— Work to complete —
Write out again only the lines between the one with "Target: woman in headscarf" and the end of the records below, both ends counted, and don't include the pictures.
BEGIN Data shown
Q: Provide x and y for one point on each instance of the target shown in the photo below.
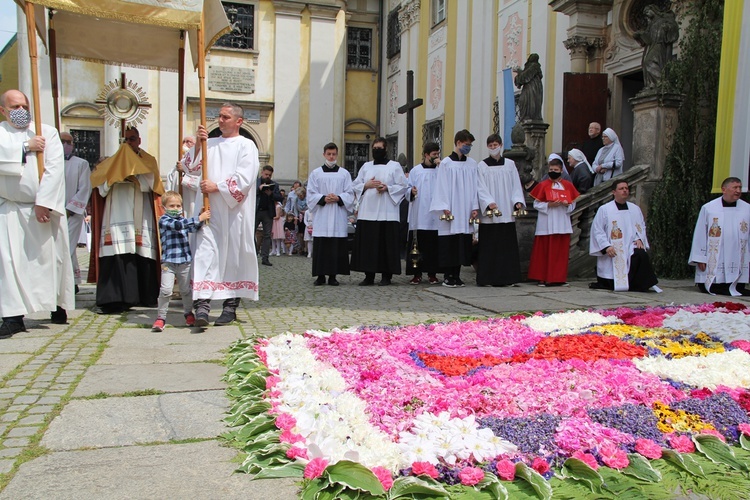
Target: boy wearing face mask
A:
(554, 199)
(176, 257)
(499, 263)
(380, 187)
(77, 193)
(453, 204)
(330, 198)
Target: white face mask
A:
(19, 117)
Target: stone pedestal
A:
(536, 132)
(654, 124)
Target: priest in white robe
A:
(720, 251)
(225, 265)
(330, 198)
(422, 222)
(499, 262)
(77, 193)
(380, 186)
(619, 243)
(125, 243)
(454, 202)
(35, 270)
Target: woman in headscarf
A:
(609, 160)
(582, 178)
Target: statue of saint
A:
(529, 80)
(657, 38)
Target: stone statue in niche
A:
(529, 80)
(657, 38)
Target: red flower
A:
(315, 468)
(424, 469)
(470, 476)
(648, 448)
(384, 476)
(506, 470)
(540, 465)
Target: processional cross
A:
(408, 108)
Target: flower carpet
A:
(647, 403)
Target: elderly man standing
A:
(35, 271)
(224, 262)
(77, 193)
(619, 243)
(720, 251)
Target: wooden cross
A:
(408, 108)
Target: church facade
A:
(307, 73)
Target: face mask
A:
(20, 117)
(378, 154)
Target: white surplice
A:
(374, 205)
(224, 261)
(620, 229)
(455, 190)
(499, 184)
(77, 193)
(128, 224)
(331, 219)
(35, 270)
(420, 217)
(720, 241)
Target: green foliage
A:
(686, 184)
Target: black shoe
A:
(201, 320)
(225, 318)
(59, 316)
(10, 328)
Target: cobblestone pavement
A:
(103, 407)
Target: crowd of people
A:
(145, 238)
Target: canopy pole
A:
(202, 94)
(180, 105)
(53, 69)
(31, 32)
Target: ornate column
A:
(586, 32)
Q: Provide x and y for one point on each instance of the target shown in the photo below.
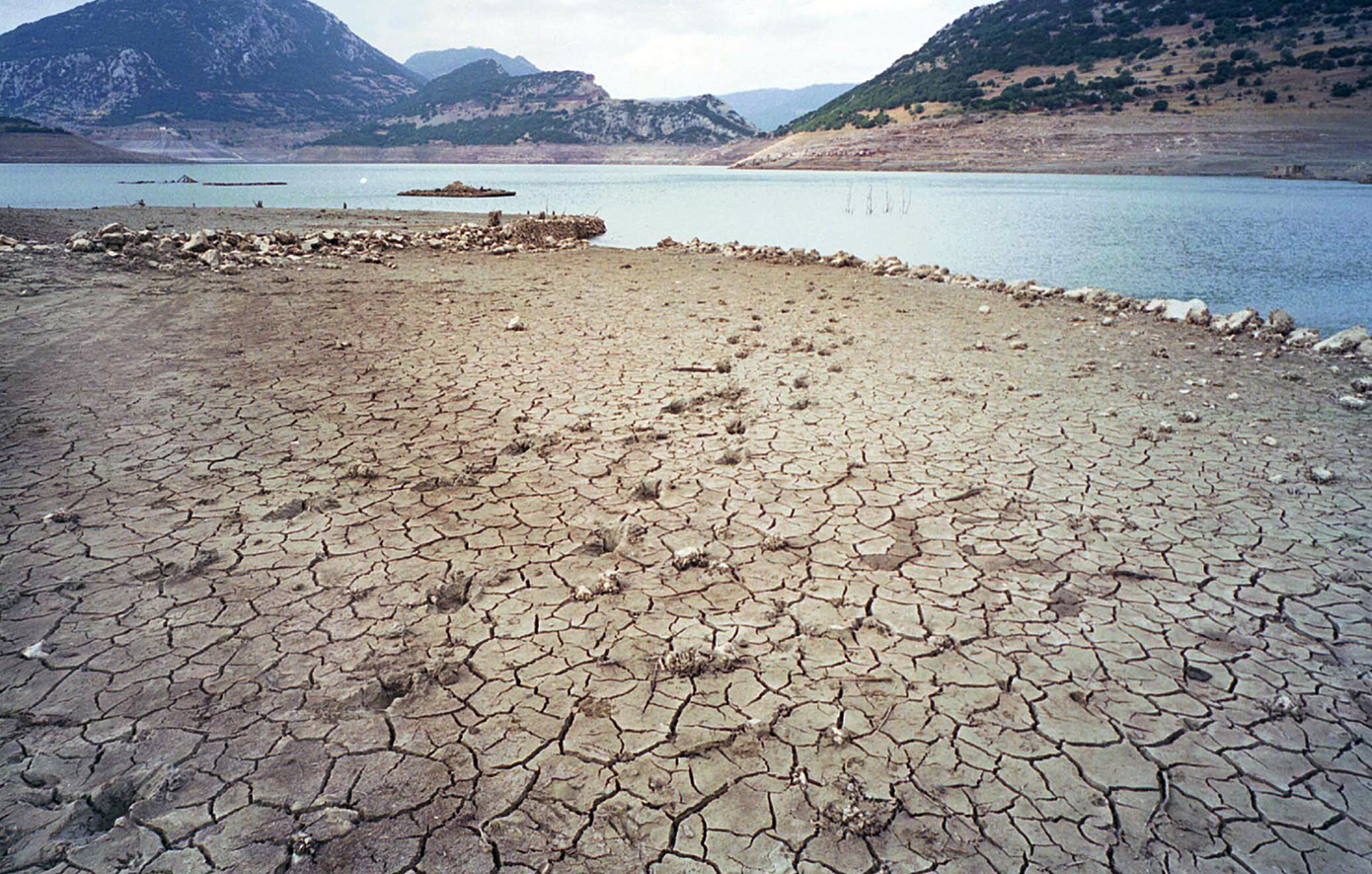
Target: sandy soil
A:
(326, 570)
END Data shown
— Output of the task —
Target: woman in headscarf
A:
(609, 160)
(582, 178)
Target: statue of saint
A:
(529, 80)
(657, 38)
Target: stone statue in niche
A:
(529, 80)
(657, 38)
Target: red flower
A:
(315, 468)
(424, 469)
(470, 476)
(648, 448)
(384, 476)
(506, 470)
(540, 465)
Target: processional cross
A:
(408, 108)
Target: flower carpet
A:
(647, 403)
Target: elderly man standing
A:
(35, 271)
(224, 262)
(77, 193)
(619, 243)
(720, 251)
Target: wooden cross
A:
(408, 108)
Target: church facade
A:
(307, 73)
Target: face mask
A:
(20, 117)
(378, 154)
Target: white surplice
A:
(374, 205)
(224, 261)
(620, 229)
(455, 190)
(499, 184)
(77, 193)
(128, 224)
(331, 219)
(35, 270)
(420, 217)
(720, 241)
Target: green foliage
A:
(686, 184)
Target: black shoe
A:
(201, 320)
(225, 318)
(59, 316)
(10, 328)
Target: cobblestone pavement
A:
(103, 407)
Target: crowd of people
A:
(145, 238)
Target: canopy pole
A:
(202, 94)
(180, 105)
(53, 69)
(31, 32)
Target: ornate column
A:
(586, 32)
Q: Provide x and y for one point on each instance of the target shown in the photo below.
Target: sandy soil
A:
(326, 570)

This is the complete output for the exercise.